- [Problem requirements]: Write out every record below exactly as it stands, leaving the pictures out.
Extracted information Block Start
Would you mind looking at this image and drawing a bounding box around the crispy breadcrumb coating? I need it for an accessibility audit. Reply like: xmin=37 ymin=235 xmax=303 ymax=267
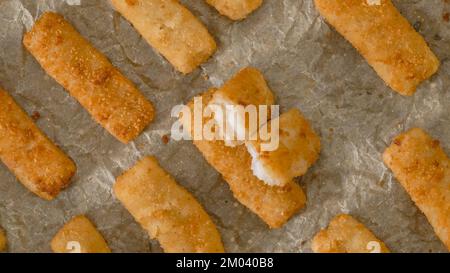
xmin=23 ymin=12 xmax=154 ymax=143
xmin=111 ymin=0 xmax=217 ymax=74
xmin=0 ymin=88 xmax=76 ymax=200
xmin=315 ymin=0 xmax=439 ymax=95
xmin=51 ymin=215 xmax=111 ymax=253
xmin=114 ymin=156 xmax=225 ymax=253
xmin=384 ymin=128 xmax=450 ymax=251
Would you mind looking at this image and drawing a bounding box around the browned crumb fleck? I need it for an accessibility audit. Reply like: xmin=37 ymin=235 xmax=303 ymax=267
xmin=443 ymin=13 xmax=450 ymax=22
xmin=162 ymin=134 xmax=170 ymax=144
xmin=31 ymin=111 xmax=41 ymax=121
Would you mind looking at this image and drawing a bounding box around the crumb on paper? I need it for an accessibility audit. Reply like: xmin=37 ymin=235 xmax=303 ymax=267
xmin=31 ymin=111 xmax=41 ymax=121
xmin=162 ymin=134 xmax=170 ymax=144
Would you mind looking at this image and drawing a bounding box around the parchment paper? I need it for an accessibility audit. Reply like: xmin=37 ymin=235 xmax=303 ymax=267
xmin=0 ymin=0 xmax=449 ymax=253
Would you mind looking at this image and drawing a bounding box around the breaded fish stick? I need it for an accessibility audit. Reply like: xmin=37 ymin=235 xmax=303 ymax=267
xmin=0 ymin=227 xmax=6 ymax=252
xmin=206 ymin=0 xmax=263 ymax=20
xmin=246 ymin=108 xmax=321 ymax=187
xmin=110 ymin=0 xmax=217 ymax=74
xmin=51 ymin=215 xmax=111 ymax=253
xmin=114 ymin=156 xmax=224 ymax=253
xmin=0 ymin=88 xmax=76 ymax=200
xmin=211 ymin=68 xmax=275 ymax=110
xmin=209 ymin=67 xmax=275 ymax=147
xmin=23 ymin=12 xmax=155 ymax=143
xmin=383 ymin=128 xmax=450 ymax=251
xmin=186 ymin=90 xmax=306 ymax=228
xmin=314 ymin=0 xmax=439 ymax=96
xmin=312 ymin=214 xmax=390 ymax=253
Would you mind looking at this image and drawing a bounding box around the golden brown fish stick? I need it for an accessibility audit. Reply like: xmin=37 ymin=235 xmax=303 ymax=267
xmin=186 ymin=90 xmax=306 ymax=228
xmin=110 ymin=0 xmax=217 ymax=74
xmin=314 ymin=0 xmax=439 ymax=96
xmin=383 ymin=128 xmax=450 ymax=251
xmin=114 ymin=156 xmax=224 ymax=253
xmin=0 ymin=88 xmax=76 ymax=200
xmin=51 ymin=215 xmax=111 ymax=253
xmin=23 ymin=12 xmax=155 ymax=143
xmin=206 ymin=0 xmax=263 ymax=20
xmin=312 ymin=214 xmax=390 ymax=253
xmin=0 ymin=227 xmax=6 ymax=252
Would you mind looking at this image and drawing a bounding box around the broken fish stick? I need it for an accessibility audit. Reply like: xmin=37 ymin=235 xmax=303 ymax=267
xmin=206 ymin=0 xmax=263 ymax=20
xmin=208 ymin=67 xmax=275 ymax=147
xmin=51 ymin=215 xmax=111 ymax=253
xmin=23 ymin=12 xmax=155 ymax=143
xmin=114 ymin=156 xmax=224 ymax=253
xmin=312 ymin=214 xmax=390 ymax=253
xmin=383 ymin=128 xmax=450 ymax=251
xmin=246 ymin=108 xmax=321 ymax=187
xmin=0 ymin=227 xmax=6 ymax=252
xmin=314 ymin=0 xmax=439 ymax=96
xmin=110 ymin=0 xmax=217 ymax=74
xmin=185 ymin=90 xmax=306 ymax=228
xmin=0 ymin=88 xmax=76 ymax=200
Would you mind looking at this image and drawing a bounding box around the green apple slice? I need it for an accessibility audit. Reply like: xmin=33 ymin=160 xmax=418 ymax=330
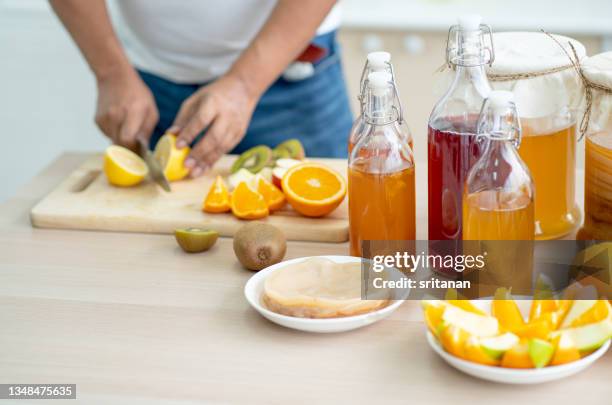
Extracted information Block End
- [Completed exercise]:
Would you mind looking at this image and drawing a bounding box around the crispy breadcrumb coating? I need it for an accessibility audit. Reply like: xmin=37 ymin=235 xmax=303 ymax=267
xmin=23 ymin=12 xmax=154 ymax=143
xmin=111 ymin=0 xmax=217 ymax=74
xmin=0 ymin=88 xmax=76 ymax=200
xmin=315 ymin=0 xmax=439 ymax=95
xmin=51 ymin=215 xmax=111 ymax=253
xmin=114 ymin=156 xmax=225 ymax=253
xmin=384 ymin=128 xmax=450 ymax=251
Would you mind looking at this image and drawing a bounding box around the browned crumb fleck? I need it for an accessibility audit. Reply like: xmin=37 ymin=235 xmax=303 ymax=267
xmin=443 ymin=13 xmax=450 ymax=22
xmin=162 ymin=134 xmax=170 ymax=144
xmin=31 ymin=111 xmax=41 ymax=121
Would you mind looking at this image and drawing a bounding box around the crumb on paper? I need it for an accessibility audit. Reply like: xmin=37 ymin=235 xmax=303 ymax=267
xmin=31 ymin=111 xmax=41 ymax=121
xmin=162 ymin=134 xmax=170 ymax=144
Would you mind looking at this image and drawing a bounding box around the parchment paper? I need it for an accessibility audit. Reply like: xmin=37 ymin=235 xmax=303 ymax=267
xmin=0 ymin=0 xmax=449 ymax=253
Would you mind looking at this image and drawing a bounding box around the breaded fish stick? I need it for an accessibility audit. Reply like: xmin=37 ymin=235 xmax=303 ymax=267
xmin=0 ymin=227 xmax=6 ymax=252
xmin=206 ymin=0 xmax=263 ymax=20
xmin=246 ymin=108 xmax=321 ymax=187
xmin=110 ymin=0 xmax=217 ymax=74
xmin=51 ymin=215 xmax=111 ymax=253
xmin=114 ymin=156 xmax=224 ymax=253
xmin=0 ymin=88 xmax=76 ymax=200
xmin=211 ymin=68 xmax=275 ymax=110
xmin=209 ymin=67 xmax=275 ymax=147
xmin=23 ymin=12 xmax=155 ymax=143
xmin=383 ymin=128 xmax=450 ymax=251
xmin=186 ymin=90 xmax=306 ymax=228
xmin=314 ymin=0 xmax=439 ymax=96
xmin=312 ymin=214 xmax=390 ymax=253
Would you mind looking at this image and drawing a bounding box around the golden brown fish stick? I need it for an accessibility audit. Reply like: xmin=37 ymin=235 xmax=303 ymax=267
xmin=186 ymin=90 xmax=306 ymax=228
xmin=110 ymin=0 xmax=217 ymax=74
xmin=314 ymin=0 xmax=439 ymax=96
xmin=383 ymin=128 xmax=450 ymax=251
xmin=114 ymin=156 xmax=224 ymax=253
xmin=0 ymin=88 xmax=76 ymax=200
xmin=51 ymin=215 xmax=111 ymax=253
xmin=23 ymin=12 xmax=155 ymax=143
xmin=206 ymin=0 xmax=263 ymax=20
xmin=312 ymin=214 xmax=390 ymax=253
xmin=0 ymin=227 xmax=6 ymax=252
Would you mind looking at this image and drawing a bounding box around the broken fish stick? I need it for an accessibility audit. Reply like: xmin=37 ymin=235 xmax=303 ymax=267
xmin=206 ymin=0 xmax=263 ymax=20
xmin=208 ymin=67 xmax=275 ymax=147
xmin=51 ymin=215 xmax=111 ymax=253
xmin=23 ymin=12 xmax=155 ymax=143
xmin=114 ymin=156 xmax=224 ymax=253
xmin=312 ymin=214 xmax=390 ymax=253
xmin=383 ymin=128 xmax=450 ymax=251
xmin=246 ymin=108 xmax=321 ymax=187
xmin=0 ymin=227 xmax=6 ymax=252
xmin=314 ymin=0 xmax=439 ymax=96
xmin=110 ymin=0 xmax=217 ymax=74
xmin=185 ymin=90 xmax=306 ymax=228
xmin=0 ymin=88 xmax=76 ymax=200
Would you mind looking at this image and drawing a bounding box around the green apple slice? I need it for an accessibility audit. Reply like: xmin=33 ymin=160 xmax=418 ymax=330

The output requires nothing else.